**YOUR GOAL**
Reproduce each line of the items below word for word, leaving the pictures out.
─── DATASET EXTRACT ───
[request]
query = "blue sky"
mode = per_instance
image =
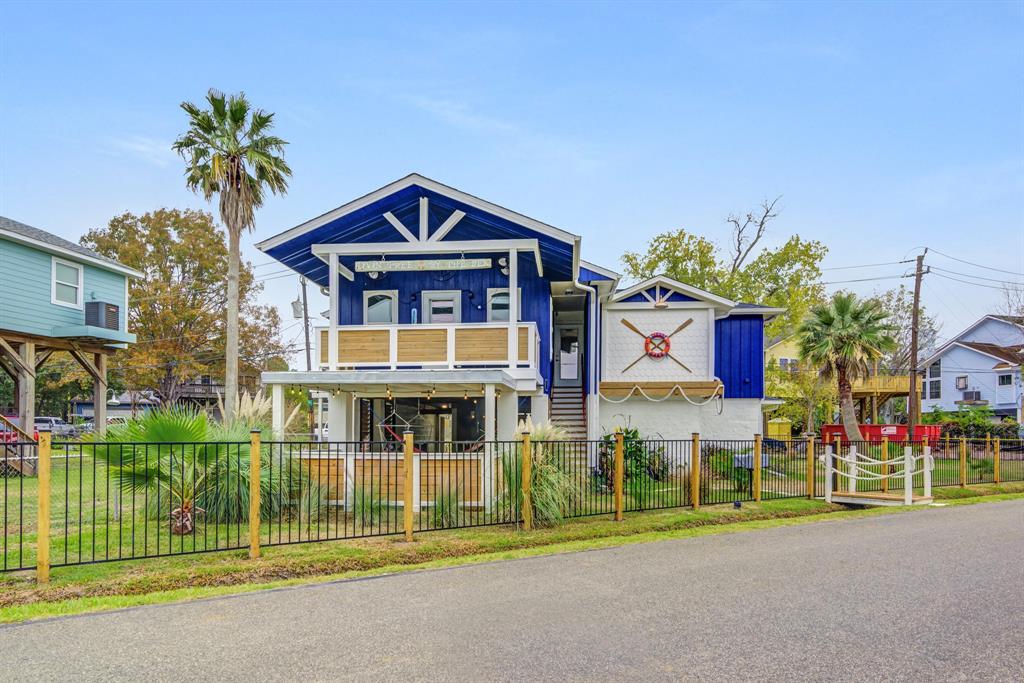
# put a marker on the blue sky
───
**RESULT FOR THIS TASK**
[request]
query = "blue sky"
mode = per_instance
image =
# put a marker on the blue sky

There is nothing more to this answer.